───── Brano riportato ─────

Risonanza magnetica multiparametrica (MP-RM): rappresenta una particolare tipologia di esame RM, che prevede l’acquisizione di parametri multipli: la valutazione morfologica della ghiandola prostatica e delle strutture circostanti (sequenze T2), e la valutazione funzionale mediante la diffusione (mappa della densità delle cellule prostatiche, che aumenta in caso di neoplasia) e la perfusione (studio con mezzo di contrasto con una mappa della vascolarizzazione della prostata, che aumenta nelle neoplasie). Richiede un’apparecchiatura RM di ultima generazione, operante ad elevata intensità di campo magnetico (almeno 1,5 Tesla), e con una specifica dotazione di tecnologie e di software. Per la complessità dell’esame, sono state codificate delle linee guida internazionali, definite PI-RADS, per l’esecuzione e la refertazione dell’esame MP-MRI della prostata, che permettono una valutazione oggettiva delle lesioni prostatiche, assegnando loro un punteggio compreso tra 1 e 5, che rappresenta un indice di probabilità che la lesione rappresenti una neoplasia prostatica aggressiva.

───── Dati in ingresso ─────

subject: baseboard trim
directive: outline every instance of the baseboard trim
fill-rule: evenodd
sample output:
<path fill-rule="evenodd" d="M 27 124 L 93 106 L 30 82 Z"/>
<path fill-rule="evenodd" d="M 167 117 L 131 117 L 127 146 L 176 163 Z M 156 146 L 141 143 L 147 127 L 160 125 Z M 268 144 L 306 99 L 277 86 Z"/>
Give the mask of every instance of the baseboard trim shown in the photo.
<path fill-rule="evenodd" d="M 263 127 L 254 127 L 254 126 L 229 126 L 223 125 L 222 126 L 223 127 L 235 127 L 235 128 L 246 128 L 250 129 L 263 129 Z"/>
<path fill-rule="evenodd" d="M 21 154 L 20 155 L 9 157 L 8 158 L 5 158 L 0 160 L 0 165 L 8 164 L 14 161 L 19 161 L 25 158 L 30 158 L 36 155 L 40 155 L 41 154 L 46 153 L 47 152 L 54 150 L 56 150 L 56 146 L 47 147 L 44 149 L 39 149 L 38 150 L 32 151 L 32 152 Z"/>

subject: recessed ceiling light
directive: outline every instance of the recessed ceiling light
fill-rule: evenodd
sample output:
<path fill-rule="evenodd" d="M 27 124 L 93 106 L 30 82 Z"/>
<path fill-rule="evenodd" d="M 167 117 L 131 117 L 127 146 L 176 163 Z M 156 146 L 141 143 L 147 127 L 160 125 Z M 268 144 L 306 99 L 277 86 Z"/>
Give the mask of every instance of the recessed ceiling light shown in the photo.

─────

Consegna → Nel brano sulla risonanza magnetica multiparametrica, quale intensità minima di campo magnetico viene richiesta all'apparecchiatura RM?

Risultato → Almeno 1,5 Tesla.